Traces du Café philo du 30 mai 2013 sur
A QUOI TU JOUES ?
(Jeux et enjeux du je : pour soi –Je- autrui et la société)
Séance d’une grande vivacité quoiqu’en « café » plus restreint (12 participants)
Qui n’a connu : « 1-2-3 Soleil », les « osselets », la « cachette », le « saut à la corde », le « jeu du béret », la « marelle » (héritée des arabes ?), les jeux d’alignement avec un stylo sur le papier ou des cailloux sur le sable de la plage (morpion, backgammon)… ? Tous ces jeux ne sont pas confinés à l’enfance : il a été rappelé que c’est le même jeu de « chaises musicales » qui était pratiqué à l’époque de Marie Antoinette et, aujourd’hui, en fin de soirée des fêtes familiales.

**CONSIGNES**:
(1) Dans le compte rendu du café philo, reprenez le passage commençant par « (Jeux et enjeux » et se poursuivant jusqu’à « des fêtes familiales. », en substituant « joueurs » à « participants ».
(2) Les affirmations suivantes concordent-elles avec le compte rendu du café philo ? Pour chacune, répondez par oui ou par non et citez les mots décisifs du texte. (a) La séance a réuni 12 participants. (b) Le jeu des chaises musicales est présenté comme réservé à l’enfance. (c) La séance a eu lieu le 30 mai 2013.

**ENTRÉES EXTRAITES**:
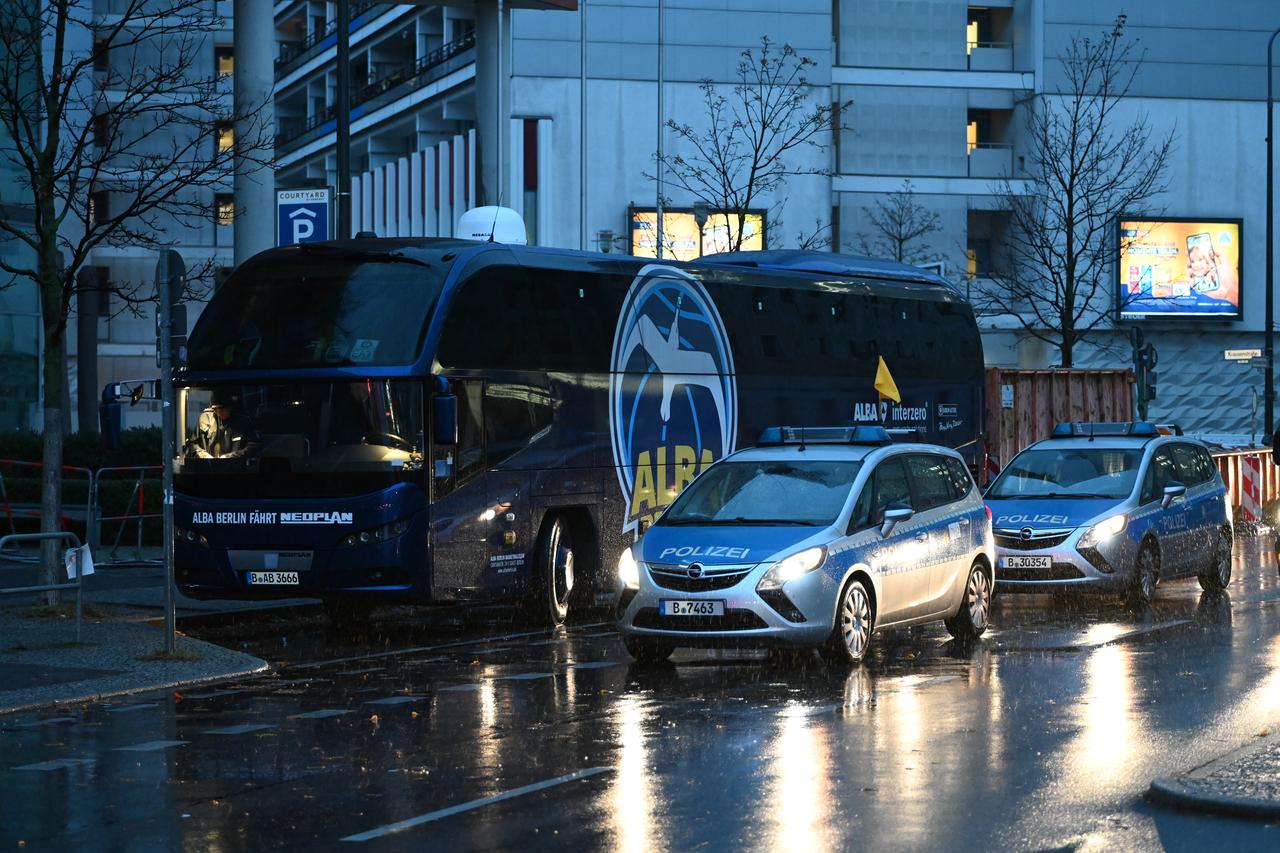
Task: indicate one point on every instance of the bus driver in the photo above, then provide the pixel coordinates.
(223, 430)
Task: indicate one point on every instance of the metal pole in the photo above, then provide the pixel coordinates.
(503, 127)
(661, 110)
(342, 115)
(167, 438)
(1269, 338)
(581, 154)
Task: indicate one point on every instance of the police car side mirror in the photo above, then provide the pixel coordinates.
(444, 420)
(894, 514)
(1171, 492)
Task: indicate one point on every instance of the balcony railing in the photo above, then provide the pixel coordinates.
(295, 53)
(432, 67)
(991, 55)
(991, 159)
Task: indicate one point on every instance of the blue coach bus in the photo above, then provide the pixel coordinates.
(440, 420)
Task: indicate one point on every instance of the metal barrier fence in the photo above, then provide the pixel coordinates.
(44, 537)
(132, 511)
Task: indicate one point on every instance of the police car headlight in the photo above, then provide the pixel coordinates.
(1104, 530)
(629, 570)
(791, 568)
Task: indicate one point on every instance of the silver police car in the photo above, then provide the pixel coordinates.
(1114, 507)
(817, 537)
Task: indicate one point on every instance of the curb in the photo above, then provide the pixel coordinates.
(1188, 790)
(1174, 792)
(146, 688)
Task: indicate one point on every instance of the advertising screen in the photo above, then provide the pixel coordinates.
(680, 233)
(1179, 268)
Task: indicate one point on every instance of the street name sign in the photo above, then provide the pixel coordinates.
(301, 215)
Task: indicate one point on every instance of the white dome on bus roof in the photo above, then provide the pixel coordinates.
(493, 224)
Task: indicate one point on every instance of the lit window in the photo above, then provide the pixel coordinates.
(224, 203)
(224, 60)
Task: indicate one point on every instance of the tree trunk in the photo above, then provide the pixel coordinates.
(51, 460)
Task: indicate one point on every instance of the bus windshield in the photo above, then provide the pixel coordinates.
(318, 310)
(775, 492)
(306, 428)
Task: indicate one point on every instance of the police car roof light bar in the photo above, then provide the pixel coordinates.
(1112, 429)
(773, 436)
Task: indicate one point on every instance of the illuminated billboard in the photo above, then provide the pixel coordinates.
(680, 233)
(1178, 268)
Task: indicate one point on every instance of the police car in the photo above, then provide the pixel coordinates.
(1111, 507)
(816, 537)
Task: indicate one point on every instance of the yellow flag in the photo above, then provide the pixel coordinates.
(885, 383)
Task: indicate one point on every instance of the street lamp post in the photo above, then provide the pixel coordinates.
(1270, 386)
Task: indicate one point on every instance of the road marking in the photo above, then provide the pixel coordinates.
(400, 826)
(151, 746)
(323, 714)
(58, 763)
(50, 721)
(416, 649)
(241, 729)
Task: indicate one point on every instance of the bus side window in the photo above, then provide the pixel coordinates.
(515, 415)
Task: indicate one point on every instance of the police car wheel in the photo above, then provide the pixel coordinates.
(1146, 574)
(1219, 574)
(553, 582)
(647, 651)
(970, 619)
(851, 634)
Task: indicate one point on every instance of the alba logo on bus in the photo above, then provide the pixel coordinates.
(672, 392)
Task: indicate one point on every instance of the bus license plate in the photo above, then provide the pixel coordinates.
(691, 607)
(1040, 561)
(273, 578)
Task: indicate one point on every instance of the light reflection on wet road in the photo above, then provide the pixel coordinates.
(428, 734)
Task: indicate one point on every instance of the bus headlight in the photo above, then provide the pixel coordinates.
(1104, 530)
(376, 534)
(791, 568)
(629, 570)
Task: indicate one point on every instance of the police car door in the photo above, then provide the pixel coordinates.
(940, 532)
(904, 579)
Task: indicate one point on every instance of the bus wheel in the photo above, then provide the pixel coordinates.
(553, 576)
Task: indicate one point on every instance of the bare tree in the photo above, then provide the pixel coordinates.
(1083, 172)
(99, 108)
(900, 228)
(743, 153)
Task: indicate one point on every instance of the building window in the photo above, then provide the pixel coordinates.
(224, 60)
(99, 206)
(224, 208)
(101, 129)
(225, 135)
(101, 55)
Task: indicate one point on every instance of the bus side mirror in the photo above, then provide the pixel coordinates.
(110, 416)
(444, 420)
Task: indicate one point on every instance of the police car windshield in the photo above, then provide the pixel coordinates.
(764, 493)
(1069, 473)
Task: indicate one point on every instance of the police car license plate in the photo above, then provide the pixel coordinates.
(273, 578)
(1037, 561)
(668, 607)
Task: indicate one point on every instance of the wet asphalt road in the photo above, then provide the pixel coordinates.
(430, 733)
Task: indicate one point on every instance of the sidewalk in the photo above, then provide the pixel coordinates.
(1244, 783)
(122, 641)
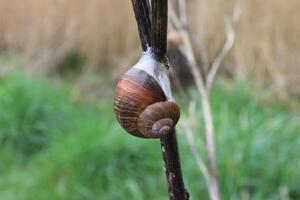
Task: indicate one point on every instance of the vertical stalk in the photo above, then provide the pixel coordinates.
(169, 146)
(153, 33)
(171, 158)
(142, 15)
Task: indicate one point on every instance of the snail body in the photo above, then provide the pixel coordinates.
(143, 103)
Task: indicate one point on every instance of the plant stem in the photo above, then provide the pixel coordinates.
(154, 34)
(171, 158)
(142, 15)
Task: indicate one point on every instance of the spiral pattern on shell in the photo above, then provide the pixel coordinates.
(141, 106)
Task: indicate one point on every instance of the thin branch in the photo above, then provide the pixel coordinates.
(171, 158)
(142, 15)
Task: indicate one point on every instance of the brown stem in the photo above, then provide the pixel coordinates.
(171, 158)
(142, 15)
(159, 28)
(154, 34)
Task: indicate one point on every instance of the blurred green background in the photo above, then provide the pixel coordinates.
(59, 61)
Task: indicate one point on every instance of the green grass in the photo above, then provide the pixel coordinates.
(55, 148)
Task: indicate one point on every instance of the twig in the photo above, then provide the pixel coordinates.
(171, 158)
(142, 15)
(169, 146)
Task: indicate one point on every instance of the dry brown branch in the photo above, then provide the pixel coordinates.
(187, 50)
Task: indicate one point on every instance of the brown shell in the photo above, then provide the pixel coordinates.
(135, 91)
(157, 119)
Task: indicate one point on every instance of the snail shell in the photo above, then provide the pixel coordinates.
(143, 102)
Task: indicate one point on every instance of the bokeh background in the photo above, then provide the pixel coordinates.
(59, 61)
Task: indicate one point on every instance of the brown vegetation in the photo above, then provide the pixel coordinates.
(104, 33)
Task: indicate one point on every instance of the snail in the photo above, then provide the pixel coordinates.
(143, 103)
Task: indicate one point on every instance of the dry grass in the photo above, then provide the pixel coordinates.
(104, 33)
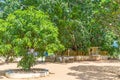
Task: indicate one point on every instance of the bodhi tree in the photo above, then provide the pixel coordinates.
(31, 29)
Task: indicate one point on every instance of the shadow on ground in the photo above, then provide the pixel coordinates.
(95, 72)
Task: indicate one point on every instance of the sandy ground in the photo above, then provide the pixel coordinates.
(83, 70)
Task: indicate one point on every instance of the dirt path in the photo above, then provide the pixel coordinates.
(85, 70)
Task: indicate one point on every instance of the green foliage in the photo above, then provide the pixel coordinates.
(27, 61)
(31, 29)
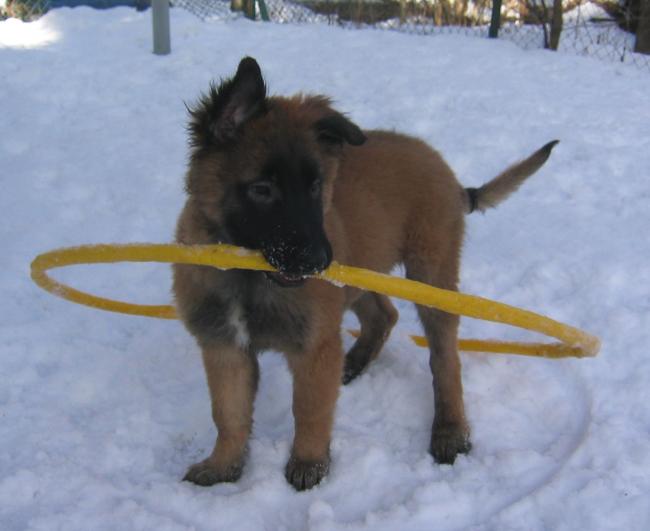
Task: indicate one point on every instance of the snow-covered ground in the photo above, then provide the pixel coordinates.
(101, 413)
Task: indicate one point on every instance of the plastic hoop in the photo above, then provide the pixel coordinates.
(574, 342)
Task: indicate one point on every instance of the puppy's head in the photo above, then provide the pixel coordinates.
(262, 170)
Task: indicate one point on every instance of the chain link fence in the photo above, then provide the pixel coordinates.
(604, 29)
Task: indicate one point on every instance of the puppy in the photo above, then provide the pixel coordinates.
(298, 181)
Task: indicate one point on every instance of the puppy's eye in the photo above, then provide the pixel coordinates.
(315, 188)
(262, 192)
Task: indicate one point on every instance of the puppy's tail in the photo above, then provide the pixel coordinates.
(498, 189)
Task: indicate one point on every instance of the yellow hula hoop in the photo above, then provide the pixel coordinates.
(573, 342)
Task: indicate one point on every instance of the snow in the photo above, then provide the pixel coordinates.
(101, 413)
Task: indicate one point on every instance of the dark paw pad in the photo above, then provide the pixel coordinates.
(304, 475)
(354, 365)
(449, 441)
(206, 473)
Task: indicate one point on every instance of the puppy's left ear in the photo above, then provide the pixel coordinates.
(336, 129)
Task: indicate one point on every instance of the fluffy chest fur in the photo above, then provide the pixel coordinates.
(245, 308)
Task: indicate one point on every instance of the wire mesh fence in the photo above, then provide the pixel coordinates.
(604, 29)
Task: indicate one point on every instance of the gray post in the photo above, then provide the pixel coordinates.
(160, 18)
(496, 19)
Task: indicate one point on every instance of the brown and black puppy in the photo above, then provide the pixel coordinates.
(298, 181)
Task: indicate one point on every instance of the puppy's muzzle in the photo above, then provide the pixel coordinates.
(295, 262)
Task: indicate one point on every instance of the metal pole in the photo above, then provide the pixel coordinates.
(496, 19)
(160, 18)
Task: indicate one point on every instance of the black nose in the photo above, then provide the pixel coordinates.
(300, 260)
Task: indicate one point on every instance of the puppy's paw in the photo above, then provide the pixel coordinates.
(303, 475)
(206, 473)
(449, 440)
(353, 368)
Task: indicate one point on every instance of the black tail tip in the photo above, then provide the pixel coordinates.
(549, 147)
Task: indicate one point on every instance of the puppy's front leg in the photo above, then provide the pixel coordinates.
(316, 380)
(232, 379)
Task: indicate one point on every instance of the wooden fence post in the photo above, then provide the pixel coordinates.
(160, 18)
(495, 23)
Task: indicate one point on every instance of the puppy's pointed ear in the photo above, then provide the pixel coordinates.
(220, 114)
(336, 129)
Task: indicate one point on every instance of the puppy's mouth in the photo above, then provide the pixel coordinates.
(285, 280)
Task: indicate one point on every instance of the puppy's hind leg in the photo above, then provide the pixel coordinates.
(377, 317)
(450, 432)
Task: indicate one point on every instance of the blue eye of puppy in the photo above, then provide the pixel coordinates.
(261, 192)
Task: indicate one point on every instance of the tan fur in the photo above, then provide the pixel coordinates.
(390, 201)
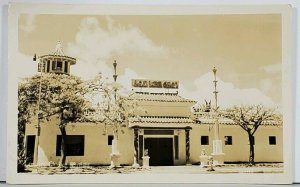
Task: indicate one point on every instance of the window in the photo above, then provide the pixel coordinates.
(54, 65)
(59, 65)
(204, 140)
(110, 139)
(272, 140)
(176, 147)
(228, 140)
(74, 145)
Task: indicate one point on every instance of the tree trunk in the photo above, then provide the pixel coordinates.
(62, 161)
(251, 144)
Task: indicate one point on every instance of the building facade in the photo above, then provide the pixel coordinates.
(169, 132)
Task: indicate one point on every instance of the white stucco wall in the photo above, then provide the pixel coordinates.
(239, 150)
(96, 148)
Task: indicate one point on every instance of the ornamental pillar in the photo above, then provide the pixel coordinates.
(136, 144)
(187, 146)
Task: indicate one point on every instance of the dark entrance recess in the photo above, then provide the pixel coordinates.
(160, 151)
(30, 149)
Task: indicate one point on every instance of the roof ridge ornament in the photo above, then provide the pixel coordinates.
(59, 49)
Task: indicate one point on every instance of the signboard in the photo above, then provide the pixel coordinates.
(142, 83)
(41, 67)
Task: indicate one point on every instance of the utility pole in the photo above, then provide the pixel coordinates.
(115, 155)
(218, 155)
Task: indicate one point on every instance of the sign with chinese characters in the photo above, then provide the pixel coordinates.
(142, 83)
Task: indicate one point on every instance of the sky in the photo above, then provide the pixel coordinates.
(245, 49)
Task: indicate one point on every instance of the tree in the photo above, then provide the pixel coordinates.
(250, 118)
(114, 105)
(61, 96)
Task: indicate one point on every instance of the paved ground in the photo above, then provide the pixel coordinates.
(193, 169)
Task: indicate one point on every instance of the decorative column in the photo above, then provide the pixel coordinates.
(187, 146)
(41, 66)
(218, 155)
(136, 144)
(115, 155)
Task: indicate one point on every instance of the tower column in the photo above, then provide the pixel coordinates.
(187, 146)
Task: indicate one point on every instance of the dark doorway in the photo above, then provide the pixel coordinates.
(160, 151)
(30, 149)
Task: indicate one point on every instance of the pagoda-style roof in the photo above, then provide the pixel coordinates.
(160, 97)
(161, 122)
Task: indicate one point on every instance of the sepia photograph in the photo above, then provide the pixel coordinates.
(154, 94)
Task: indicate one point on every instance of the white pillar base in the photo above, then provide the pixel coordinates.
(135, 164)
(218, 155)
(115, 160)
(146, 161)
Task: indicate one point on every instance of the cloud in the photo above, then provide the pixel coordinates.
(95, 45)
(266, 85)
(228, 95)
(273, 68)
(29, 24)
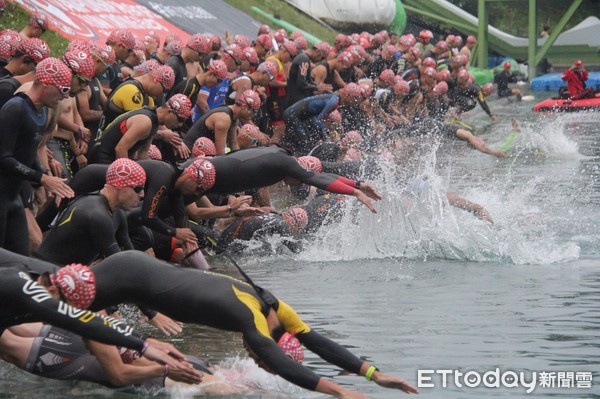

**RÉPONSES PAR TÂCHE**:
(1)
(Jeux et enjeux du je : pour soi –Je- autrui et la société)
Séance d’une grande vivacité quoiqu’en « café » plus restreint (12 joueurs)
Qui n’a connu : « 1-2-3 Soleil », les « osselets », la « cachette », le « saut à la corde », le « jeu du béret », la « marelle » (héritée des arabes ?), les jeux d’alignement avec un stylo sur le papier ou des cailloux sur le sable de la plage (morpion, backgammon)… ? Tous ces jeux ne sont pas confinés à l’enfance : il a été rappelé que c’est le même jeu de « chaises musicales » qui était pratiqué à l’époque de Marie Antoinette et, aujourd’hui, en fin de soirée des fêtes familiales.

(2)
(a) Oui : « 12 participants ».
(b) Non : « Tous ces jeux ne sont pas confinés à l’enfance ».
(c) Oui : « Café philo du 30 mai 2013 ».